** Opening QUOTED PASSAGE block **

It is August 2019 and I heed my boss’s advice not to settle by having lawyers draw up papers to end a marriage that has gone on too long. My life is not mine, I tell the clouds, hoping he will hear. I think he does. Talking to him by way of the clouds brings me more peace than talking to my therapist who I fire with no replacement at the ready.

It is April 2021. I have accepted a job offer at a decorated agency in New York. It is the first time I accept a job without his wisdom and by now the millionth time I cannot call him to give him good news.

In the moment, I am Charlie Brown at Christmas. “I just don’t understand Christmas, I guess. I like getting presents and sending Christmas cards and decorating trees and all that, but I’m still not happy. I always end up feeling depressed.”

** Closing QUOTED PASSAGE block **

**COMPLETE THE FOLLOWING**
1. Copy the passage again, everything from "It is August" down to "at the ready.", and switch "clouds" to "stars" throughout.
2. Answer these questions on the passage:
(a) In what month and year does the narrator accept a job offer?
(b) Whom does the narrator fire with no replacement at the ready?
(c) Which character does the narrator say they are "in the moment"?

** Opening MATERIAL SUPPLIED block **

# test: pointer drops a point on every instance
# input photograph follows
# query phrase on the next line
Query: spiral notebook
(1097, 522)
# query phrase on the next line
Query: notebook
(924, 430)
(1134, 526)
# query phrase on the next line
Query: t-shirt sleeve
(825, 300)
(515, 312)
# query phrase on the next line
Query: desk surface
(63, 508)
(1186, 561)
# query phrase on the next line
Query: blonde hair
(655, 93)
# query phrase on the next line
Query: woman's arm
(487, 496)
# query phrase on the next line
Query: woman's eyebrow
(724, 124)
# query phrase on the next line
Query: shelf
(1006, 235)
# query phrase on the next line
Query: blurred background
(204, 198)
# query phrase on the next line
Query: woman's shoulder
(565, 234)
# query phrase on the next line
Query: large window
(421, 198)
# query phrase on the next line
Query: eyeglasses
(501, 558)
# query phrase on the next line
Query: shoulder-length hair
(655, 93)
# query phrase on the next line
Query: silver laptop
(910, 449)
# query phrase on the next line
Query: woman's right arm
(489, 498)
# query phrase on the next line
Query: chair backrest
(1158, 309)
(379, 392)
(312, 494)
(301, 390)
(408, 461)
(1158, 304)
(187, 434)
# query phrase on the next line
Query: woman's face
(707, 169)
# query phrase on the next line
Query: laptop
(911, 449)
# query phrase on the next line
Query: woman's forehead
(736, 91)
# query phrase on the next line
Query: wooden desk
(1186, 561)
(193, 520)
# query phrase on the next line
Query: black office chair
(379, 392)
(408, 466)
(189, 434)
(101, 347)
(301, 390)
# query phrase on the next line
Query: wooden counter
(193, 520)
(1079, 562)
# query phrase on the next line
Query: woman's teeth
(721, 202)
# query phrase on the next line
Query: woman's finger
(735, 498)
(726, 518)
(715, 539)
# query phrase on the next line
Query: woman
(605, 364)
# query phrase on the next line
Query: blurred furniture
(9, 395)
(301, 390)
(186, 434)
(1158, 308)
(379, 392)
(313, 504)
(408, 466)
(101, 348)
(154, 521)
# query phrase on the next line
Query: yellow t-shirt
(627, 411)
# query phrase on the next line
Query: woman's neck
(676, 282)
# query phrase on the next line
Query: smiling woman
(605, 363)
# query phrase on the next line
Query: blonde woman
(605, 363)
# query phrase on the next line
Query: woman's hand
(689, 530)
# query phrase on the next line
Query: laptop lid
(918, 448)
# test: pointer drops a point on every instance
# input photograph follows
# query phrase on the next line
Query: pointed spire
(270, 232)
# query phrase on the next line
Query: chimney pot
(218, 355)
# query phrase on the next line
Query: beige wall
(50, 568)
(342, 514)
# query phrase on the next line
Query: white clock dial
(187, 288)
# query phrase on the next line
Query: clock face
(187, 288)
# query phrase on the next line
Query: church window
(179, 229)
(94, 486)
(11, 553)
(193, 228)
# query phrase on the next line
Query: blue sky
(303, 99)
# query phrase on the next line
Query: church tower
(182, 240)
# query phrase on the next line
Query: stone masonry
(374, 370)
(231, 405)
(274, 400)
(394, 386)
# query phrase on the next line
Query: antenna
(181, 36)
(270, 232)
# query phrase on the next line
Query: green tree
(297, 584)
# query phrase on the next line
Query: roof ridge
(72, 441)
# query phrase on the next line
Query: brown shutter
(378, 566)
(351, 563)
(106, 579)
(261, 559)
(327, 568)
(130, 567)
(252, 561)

** Closing MATERIAL SUPPLIED block **

**YOUR RESPONSES**
1.
It is August 2019 and I heed my boss’s advice not to settle by having lawyers draw up papers to end a marriage that has gone on too long. My life is not mine, I tell the stars, hoping he will hear. I think he does. Talking to him by way of the stars brings me more peace than talking to my therapist who I fire with no replacement at the ready.

2.
(a) April 2021
(b) The therapist
(c) Charlie Brown at Christmas